§ **Dataset records**
=======
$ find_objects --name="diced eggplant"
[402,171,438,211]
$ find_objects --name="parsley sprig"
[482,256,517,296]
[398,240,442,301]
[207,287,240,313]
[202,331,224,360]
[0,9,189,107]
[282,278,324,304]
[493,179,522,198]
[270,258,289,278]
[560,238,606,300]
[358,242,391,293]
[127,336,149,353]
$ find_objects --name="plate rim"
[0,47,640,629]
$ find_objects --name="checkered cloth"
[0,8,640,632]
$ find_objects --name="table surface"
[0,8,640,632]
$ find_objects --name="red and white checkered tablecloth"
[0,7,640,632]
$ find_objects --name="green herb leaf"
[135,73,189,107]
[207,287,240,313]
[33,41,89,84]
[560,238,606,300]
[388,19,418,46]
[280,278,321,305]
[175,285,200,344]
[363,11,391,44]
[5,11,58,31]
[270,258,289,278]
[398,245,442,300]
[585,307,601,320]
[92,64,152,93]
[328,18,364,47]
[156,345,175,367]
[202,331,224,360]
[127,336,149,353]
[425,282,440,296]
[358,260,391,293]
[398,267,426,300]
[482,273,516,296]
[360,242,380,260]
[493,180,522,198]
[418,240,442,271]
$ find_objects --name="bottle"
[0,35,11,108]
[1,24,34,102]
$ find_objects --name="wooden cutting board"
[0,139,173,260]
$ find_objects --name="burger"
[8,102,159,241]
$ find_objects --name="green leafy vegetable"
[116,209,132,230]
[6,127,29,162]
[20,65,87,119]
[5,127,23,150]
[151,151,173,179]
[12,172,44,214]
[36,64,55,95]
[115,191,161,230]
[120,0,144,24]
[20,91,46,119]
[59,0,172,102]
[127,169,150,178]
=======
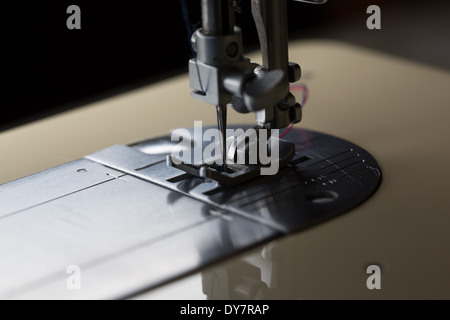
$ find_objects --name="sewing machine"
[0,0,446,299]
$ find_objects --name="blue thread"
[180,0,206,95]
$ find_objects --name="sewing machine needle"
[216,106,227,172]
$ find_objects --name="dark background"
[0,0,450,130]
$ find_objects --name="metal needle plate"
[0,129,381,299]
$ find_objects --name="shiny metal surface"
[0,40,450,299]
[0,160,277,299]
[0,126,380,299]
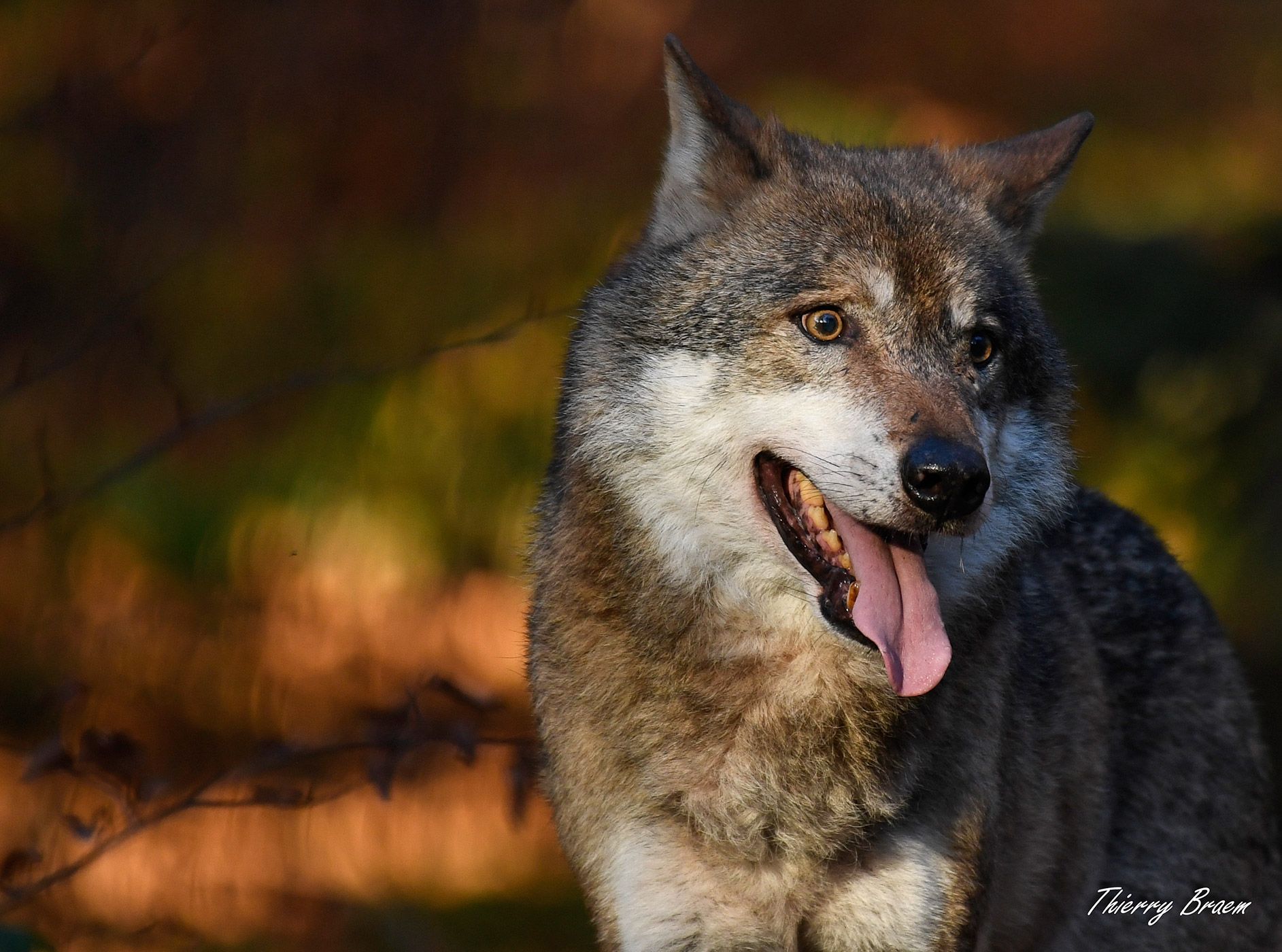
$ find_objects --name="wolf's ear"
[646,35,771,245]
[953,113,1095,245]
=======
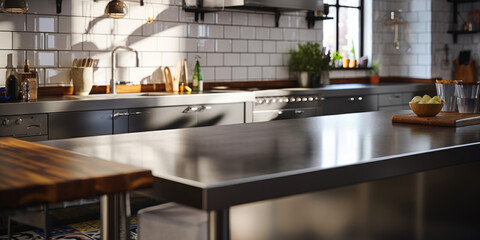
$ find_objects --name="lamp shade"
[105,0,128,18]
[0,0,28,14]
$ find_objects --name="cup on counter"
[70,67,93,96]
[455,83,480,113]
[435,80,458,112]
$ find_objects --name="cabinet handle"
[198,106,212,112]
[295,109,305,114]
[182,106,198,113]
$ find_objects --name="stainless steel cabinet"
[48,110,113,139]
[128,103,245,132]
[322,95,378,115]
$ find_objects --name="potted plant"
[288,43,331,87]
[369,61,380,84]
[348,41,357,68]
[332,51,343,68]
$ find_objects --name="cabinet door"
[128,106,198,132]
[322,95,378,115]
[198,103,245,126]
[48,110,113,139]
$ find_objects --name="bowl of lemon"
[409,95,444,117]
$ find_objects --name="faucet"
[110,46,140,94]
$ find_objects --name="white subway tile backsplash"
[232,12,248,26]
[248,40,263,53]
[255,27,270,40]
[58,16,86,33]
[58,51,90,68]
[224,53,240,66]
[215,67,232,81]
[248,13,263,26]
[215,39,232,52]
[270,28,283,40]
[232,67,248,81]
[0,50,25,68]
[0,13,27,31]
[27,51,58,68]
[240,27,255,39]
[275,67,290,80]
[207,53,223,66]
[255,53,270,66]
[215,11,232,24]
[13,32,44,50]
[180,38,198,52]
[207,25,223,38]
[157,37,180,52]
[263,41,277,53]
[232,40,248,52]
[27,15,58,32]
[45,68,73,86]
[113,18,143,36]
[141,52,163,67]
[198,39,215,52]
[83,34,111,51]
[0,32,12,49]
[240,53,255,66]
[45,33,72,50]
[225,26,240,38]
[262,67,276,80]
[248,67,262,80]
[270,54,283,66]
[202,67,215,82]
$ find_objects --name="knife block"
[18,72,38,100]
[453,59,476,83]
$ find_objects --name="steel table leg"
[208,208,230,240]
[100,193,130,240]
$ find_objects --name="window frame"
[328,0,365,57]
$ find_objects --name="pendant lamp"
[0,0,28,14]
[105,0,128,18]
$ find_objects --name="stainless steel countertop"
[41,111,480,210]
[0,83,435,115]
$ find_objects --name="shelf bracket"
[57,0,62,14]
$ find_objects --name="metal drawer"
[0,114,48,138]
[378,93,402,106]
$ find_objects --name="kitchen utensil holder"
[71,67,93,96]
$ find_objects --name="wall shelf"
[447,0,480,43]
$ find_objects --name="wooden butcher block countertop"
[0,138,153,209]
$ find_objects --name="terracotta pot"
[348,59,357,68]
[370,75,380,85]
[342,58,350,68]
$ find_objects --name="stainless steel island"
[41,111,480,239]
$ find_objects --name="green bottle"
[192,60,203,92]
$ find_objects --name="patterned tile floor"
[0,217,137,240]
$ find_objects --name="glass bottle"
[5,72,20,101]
=======
§ **Problem requirements**
List every line of the entries above that contains the word "countertop", paying attention to case.

§ **Solved problem**
$ find_objects --name="stainless steel countertop"
$ find_objects --name="wooden butcher block countertop"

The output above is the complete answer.